> _INSTRUKSI KERJA_:
Tulis ulang semua baris di bawah ini dengan mengganti "gravel" menjadi "stone", tanpa mengubah bagian lain. Jangan sertakan gambar dalam jawaban.

> _DATA_:
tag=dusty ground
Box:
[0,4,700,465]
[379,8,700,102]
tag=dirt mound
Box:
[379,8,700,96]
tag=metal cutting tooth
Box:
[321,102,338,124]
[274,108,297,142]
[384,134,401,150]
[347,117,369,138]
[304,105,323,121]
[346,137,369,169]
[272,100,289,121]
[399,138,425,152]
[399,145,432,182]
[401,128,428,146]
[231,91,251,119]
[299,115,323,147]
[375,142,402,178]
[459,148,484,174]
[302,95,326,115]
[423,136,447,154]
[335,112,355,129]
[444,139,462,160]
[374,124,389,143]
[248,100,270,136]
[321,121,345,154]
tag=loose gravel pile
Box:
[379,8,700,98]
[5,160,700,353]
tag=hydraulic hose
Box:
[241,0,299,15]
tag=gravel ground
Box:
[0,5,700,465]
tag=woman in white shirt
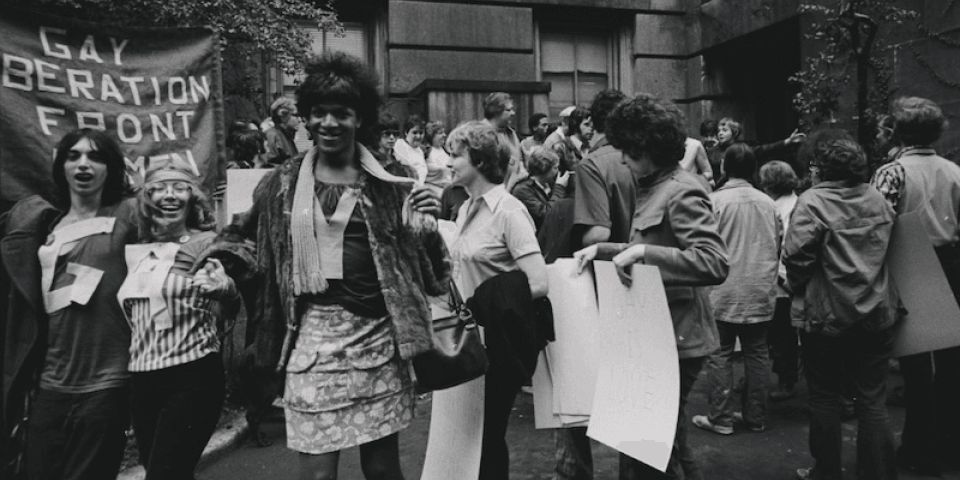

> _HASIL LATIHAN_:
tag=dusty ground
Box:
[0,4,700,465]
[379,8,700,102]
tag=dirt mound
Box:
[379,8,700,96]
tag=metal cutting tooth
Box:
[321,102,338,124]
[274,108,297,142]
[384,134,401,150]
[347,117,369,138]
[304,105,323,121]
[346,137,369,169]
[272,100,289,121]
[399,138,425,152]
[399,145,432,182]
[401,128,428,146]
[231,91,251,119]
[299,115,323,147]
[375,142,402,178]
[459,148,484,174]
[302,95,326,115]
[423,136,447,154]
[335,112,355,129]
[444,139,462,160]
[374,124,389,143]
[248,100,270,136]
[321,121,345,154]
tag=loose stone pile
Box:
[379,8,700,98]
[5,160,700,353]
tag=hydraulic hose
Box:
[241,0,299,15]
tag=stone ground
Box:
[0,5,700,465]
tag=woman in white shirt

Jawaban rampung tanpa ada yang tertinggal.